The Anthropologist’s Dilemma:
Studying Chimpanzees, Teaching Evolution,
and the Intersections of Faith and Science
What does it mean to be human? What kind of primate are we?
How are we related to Neanderthals and other extinct hominins?
Why should we care about such anthropological topics?
How does this information coexist with our belief systems?
“The Anthropologist’s Dilemma” answers these questions and delves into the in-depth experience of interacting with and studying the behavior and cognition of chimpanzees, our closest living relatives. It also examines the inherent challenges of teaching students and the public about our close relatedness to other primates, both living and extinct.
The author describes how we are interconnected with our evolutionary kin, not fundamentally separate from them.
About the Author
Devyn Carter conducted non-invasive behavioral and cognitive research with chimpanzees at the Living Links Center at Emory University in Atlanta, Georgia under the guidance of world-renowned primatologist Frans de Waal. He received his MA in Anthropology from Georgia State University where he subsequently taught. His collaborative research contributions have appeared in numerous peer-reviewed journals. His research interests include evolutionary biology, paleoanthropology, paleogenetics and primate studies. Currently, he works with children on the autism spectrum in Los Angeles, California.
- - -
▸ ACTIONS TO TAKE:
1. List every research interest of the author named in the book description.
2. Using the book description, explain what chimpanzees are to humans and how the author views our connection to them.
3. Rewrite the stretch of the book description from "The author describes" through "Los Angeles, California.", changing "non-invasive" to "observational".
The listing is not needed for anything here.

▸ RECORDED DATA:
- - -
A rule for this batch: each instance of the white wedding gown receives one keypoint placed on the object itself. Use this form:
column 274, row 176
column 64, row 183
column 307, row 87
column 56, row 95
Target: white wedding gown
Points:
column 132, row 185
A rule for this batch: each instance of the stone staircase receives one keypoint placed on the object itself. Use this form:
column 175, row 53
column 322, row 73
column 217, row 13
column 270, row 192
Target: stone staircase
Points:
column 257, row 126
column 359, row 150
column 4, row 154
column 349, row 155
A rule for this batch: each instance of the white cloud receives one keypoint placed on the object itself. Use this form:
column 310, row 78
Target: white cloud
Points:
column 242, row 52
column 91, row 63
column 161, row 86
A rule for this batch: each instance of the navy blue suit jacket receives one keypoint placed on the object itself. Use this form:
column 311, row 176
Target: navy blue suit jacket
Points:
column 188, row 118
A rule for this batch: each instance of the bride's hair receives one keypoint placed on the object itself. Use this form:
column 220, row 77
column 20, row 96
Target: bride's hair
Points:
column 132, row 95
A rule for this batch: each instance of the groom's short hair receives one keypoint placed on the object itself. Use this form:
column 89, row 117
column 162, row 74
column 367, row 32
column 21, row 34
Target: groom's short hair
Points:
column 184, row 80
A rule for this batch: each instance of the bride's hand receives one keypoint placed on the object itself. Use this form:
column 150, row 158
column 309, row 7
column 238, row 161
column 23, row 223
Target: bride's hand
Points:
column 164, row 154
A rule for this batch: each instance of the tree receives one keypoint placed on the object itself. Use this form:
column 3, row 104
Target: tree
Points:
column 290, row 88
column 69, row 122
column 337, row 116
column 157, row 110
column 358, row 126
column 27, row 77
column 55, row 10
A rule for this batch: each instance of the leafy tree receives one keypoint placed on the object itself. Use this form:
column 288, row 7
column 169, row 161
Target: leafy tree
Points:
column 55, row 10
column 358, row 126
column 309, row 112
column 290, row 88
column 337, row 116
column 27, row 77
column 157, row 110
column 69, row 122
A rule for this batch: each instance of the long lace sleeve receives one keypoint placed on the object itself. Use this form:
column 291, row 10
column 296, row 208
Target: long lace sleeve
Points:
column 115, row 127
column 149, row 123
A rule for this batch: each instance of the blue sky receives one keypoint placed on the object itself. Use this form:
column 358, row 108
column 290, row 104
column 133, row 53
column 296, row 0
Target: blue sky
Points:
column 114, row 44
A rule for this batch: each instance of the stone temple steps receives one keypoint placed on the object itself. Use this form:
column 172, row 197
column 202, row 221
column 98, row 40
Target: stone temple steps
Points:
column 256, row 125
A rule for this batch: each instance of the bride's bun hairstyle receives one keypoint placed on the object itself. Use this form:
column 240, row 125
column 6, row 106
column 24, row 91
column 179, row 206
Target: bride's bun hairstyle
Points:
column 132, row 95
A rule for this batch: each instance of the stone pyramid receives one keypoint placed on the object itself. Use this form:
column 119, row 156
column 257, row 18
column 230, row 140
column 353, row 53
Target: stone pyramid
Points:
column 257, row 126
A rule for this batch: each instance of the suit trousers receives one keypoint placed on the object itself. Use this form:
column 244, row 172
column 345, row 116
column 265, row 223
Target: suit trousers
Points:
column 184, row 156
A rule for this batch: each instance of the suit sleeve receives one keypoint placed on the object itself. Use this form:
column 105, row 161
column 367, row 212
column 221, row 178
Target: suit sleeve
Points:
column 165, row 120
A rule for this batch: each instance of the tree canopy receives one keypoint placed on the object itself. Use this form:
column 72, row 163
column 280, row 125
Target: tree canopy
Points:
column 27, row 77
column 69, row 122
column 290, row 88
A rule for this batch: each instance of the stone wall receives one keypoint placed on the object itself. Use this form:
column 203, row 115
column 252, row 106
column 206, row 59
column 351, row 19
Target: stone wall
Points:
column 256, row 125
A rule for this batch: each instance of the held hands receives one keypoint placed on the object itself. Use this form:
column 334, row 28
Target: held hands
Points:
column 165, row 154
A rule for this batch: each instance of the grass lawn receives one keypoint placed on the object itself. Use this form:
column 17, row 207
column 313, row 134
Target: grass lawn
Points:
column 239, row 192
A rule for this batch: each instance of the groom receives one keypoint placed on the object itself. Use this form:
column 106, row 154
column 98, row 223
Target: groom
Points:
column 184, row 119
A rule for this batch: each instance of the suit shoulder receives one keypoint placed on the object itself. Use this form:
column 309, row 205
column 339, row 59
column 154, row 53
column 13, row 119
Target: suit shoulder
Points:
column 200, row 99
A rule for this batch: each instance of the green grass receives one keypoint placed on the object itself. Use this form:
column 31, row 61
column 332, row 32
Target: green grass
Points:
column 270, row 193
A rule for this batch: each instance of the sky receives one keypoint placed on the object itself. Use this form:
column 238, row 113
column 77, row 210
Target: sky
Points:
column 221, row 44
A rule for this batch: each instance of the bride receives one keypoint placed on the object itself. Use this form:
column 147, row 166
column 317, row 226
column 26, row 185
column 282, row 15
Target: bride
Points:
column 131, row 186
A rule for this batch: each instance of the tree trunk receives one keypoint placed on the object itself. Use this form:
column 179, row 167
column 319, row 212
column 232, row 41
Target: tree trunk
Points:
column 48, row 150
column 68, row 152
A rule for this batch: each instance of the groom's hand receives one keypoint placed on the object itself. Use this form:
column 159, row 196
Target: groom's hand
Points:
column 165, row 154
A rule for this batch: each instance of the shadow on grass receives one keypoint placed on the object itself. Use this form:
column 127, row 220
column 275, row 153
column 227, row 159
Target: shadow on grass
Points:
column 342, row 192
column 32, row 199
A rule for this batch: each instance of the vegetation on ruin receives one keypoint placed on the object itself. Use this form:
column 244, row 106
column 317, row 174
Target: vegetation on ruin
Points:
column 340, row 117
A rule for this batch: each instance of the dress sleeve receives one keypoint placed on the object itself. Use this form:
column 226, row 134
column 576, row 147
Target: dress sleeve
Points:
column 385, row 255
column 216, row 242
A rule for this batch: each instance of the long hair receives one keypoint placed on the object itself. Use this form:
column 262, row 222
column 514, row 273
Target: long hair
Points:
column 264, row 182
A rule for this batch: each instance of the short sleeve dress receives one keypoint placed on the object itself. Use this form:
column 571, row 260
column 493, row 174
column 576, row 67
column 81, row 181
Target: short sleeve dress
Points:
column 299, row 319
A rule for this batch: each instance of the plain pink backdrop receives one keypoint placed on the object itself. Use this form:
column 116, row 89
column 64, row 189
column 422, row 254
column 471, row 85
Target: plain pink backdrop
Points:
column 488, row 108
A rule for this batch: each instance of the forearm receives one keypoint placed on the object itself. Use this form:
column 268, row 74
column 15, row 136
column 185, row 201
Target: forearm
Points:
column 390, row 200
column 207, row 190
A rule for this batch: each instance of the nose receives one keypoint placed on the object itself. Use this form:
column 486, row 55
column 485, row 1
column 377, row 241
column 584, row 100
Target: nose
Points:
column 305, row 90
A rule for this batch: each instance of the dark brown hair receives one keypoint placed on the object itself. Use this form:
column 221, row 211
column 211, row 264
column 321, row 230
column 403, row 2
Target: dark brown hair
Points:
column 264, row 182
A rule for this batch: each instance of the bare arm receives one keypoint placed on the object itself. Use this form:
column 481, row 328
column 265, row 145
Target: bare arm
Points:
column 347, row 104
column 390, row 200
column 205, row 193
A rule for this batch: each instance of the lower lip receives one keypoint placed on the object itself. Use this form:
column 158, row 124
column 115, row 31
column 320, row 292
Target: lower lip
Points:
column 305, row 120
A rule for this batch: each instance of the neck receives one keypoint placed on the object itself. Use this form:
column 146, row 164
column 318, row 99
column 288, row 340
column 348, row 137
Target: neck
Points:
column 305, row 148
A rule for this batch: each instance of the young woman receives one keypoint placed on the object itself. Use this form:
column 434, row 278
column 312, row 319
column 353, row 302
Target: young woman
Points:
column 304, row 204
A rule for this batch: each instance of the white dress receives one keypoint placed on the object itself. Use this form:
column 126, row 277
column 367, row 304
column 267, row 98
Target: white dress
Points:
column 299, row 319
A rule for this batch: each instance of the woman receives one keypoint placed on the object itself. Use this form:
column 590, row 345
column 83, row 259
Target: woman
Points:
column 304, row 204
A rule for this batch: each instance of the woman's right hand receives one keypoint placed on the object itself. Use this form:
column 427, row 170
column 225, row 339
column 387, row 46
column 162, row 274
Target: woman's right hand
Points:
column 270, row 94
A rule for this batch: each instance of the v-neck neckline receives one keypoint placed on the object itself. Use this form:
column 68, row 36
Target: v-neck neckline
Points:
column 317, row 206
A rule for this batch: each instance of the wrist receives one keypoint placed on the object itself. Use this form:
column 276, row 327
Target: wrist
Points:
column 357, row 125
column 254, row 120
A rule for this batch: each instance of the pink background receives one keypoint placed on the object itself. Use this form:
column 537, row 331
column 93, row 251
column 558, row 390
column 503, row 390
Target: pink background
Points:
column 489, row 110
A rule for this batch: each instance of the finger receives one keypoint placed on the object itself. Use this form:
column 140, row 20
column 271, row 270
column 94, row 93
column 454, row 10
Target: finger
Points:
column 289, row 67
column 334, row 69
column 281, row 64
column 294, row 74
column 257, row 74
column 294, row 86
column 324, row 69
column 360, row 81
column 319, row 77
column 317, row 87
- - -
▸ ANSWERS TO THE PROBLEMS:
1. Evolutionary biology, paleoanthropology, paleogenetics and primate studies.

2. Chimpanzees are our closest living relatives. The author describes humans as interconnected with this evolutionary kin rather than fundamentally separate from it.

3.
The author describes how we are interconnected with our evolutionary kin, not fundamentally separate from them.
About the Author
Devyn Carter conducted observational behavioral and cognitive research with chimpanzees at the Living Links Center at Emory University in Atlanta, Georgia under the guidance of world-renowned primatologist Frans de Waal. He received his MA in Anthropology from Georgia State University where he subsequently taught. His collaborative research contributions have appeared in numerous peer-reviewed journals. His research interests include evolutionary biology, paleoanthropology, paleogenetics and primate studies. Currently, he works with children on the autism spectrum in Los Angeles, California.